Request: What is needed here is an exact transcription of all the entries.

Stored items:
________

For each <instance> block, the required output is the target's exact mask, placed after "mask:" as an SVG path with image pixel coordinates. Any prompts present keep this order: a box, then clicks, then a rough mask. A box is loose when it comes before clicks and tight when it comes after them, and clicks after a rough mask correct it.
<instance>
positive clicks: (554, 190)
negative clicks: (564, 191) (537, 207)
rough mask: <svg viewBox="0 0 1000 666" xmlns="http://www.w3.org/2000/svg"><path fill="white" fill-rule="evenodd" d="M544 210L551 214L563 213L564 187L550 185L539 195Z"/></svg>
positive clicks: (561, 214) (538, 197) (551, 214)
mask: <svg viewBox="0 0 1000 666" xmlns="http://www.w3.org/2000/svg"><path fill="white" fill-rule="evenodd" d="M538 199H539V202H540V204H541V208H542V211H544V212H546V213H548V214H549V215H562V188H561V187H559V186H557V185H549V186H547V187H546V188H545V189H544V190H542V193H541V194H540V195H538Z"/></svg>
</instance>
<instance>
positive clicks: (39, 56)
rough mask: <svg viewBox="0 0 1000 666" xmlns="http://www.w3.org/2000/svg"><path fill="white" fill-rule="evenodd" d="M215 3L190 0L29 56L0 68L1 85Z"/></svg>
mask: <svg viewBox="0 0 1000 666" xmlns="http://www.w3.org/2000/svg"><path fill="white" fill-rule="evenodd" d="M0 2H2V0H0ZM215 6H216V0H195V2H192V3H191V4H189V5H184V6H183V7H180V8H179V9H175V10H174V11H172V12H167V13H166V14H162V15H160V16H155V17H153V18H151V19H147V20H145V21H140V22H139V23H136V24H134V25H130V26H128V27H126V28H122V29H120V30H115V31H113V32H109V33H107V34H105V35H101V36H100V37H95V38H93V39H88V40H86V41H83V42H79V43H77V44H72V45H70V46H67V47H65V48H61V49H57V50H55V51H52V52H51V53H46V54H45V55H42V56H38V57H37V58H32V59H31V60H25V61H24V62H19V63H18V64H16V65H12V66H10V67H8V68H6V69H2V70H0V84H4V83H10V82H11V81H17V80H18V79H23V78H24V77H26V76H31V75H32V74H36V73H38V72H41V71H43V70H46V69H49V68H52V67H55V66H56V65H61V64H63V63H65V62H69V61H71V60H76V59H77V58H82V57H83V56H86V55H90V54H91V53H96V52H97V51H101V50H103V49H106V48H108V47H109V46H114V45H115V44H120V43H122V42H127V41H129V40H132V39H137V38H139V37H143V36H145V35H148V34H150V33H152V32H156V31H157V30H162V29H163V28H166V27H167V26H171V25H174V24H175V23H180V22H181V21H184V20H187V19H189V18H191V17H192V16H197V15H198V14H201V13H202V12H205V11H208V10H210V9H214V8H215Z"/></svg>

________

Solution to this task:
For each <instance> block, the required output is the target's exact mask, placed after "mask:" as an SVG path with image pixel coordinates. Any prompts present keep this order: a box, then clicks, then a rough mask. A box is loose when it comes before clicks and tight when it comes after them, and clicks after a rough mask correct it.
<instance>
positive clicks: (554, 190)
negative clicks: (564, 191) (537, 207)
rough mask: <svg viewBox="0 0 1000 666" xmlns="http://www.w3.org/2000/svg"><path fill="white" fill-rule="evenodd" d="M544 210L551 214L563 213L564 187L550 185L539 195Z"/></svg>
positive clicks: (561, 214) (538, 197) (551, 214)
mask: <svg viewBox="0 0 1000 666" xmlns="http://www.w3.org/2000/svg"><path fill="white" fill-rule="evenodd" d="M538 199H539V202H540V204H541V208H542V211H544V212H546V213H548V214H549V215H562V188H561V187H559V186H557V185H549V186H547V187H546V188H545V189H544V190H542V193H541V194H540V195H538Z"/></svg>
</instance>
<instance>
positive clicks: (39, 56)
rough mask: <svg viewBox="0 0 1000 666" xmlns="http://www.w3.org/2000/svg"><path fill="white" fill-rule="evenodd" d="M215 3L190 0L29 56L0 68L1 85Z"/></svg>
mask: <svg viewBox="0 0 1000 666" xmlns="http://www.w3.org/2000/svg"><path fill="white" fill-rule="evenodd" d="M0 2H2V0H0ZM215 6H216V0H195V2H192V3H191V4H189V5H184V6H183V7H180V8H179V9H175V10H174V11H172V12H167V13H166V14H162V15H160V16H155V17H153V18H151V19H147V20H145V21H140V22H139V23H136V24H134V25H130V26H128V27H126V28H122V29H120V30H115V31H113V32H109V33H107V34H105V35H101V36H100V37H95V38H93V39H88V40H86V41H83V42H79V43H77V44H72V45H70V46H67V47H65V48H61V49H57V50H55V51H52V52H51V53H46V54H45V55H42V56H38V57H37V58H32V59H31V60H25V61H24V62H19V63H18V64H16V65H12V66H10V67H8V68H6V69H2V70H0V84H4V83H10V82H11V81H17V80H18V79H23V78H24V77H26V76H31V75H32V74H36V73H38V72H41V71H43V70H46V69H49V68H52V67H55V66H56V65H61V64H63V63H65V62H69V61H71V60H76V59H77V58H82V57H83V56H86V55H90V54H91V53H96V52H97V51H101V50H103V49H106V48H108V47H109V46H114V45H115V44H120V43H122V42H127V41H129V40H132V39H137V38H139V37H143V36H145V35H148V34H150V33H152V32H156V31H157V30H162V29H163V28H166V27H167V26H171V25H174V24H175V23H180V22H181V21H184V20H187V19H189V18H191V17H192V16H197V15H198V14H201V13H202V12H205V11H208V10H210V9H214V8H215Z"/></svg>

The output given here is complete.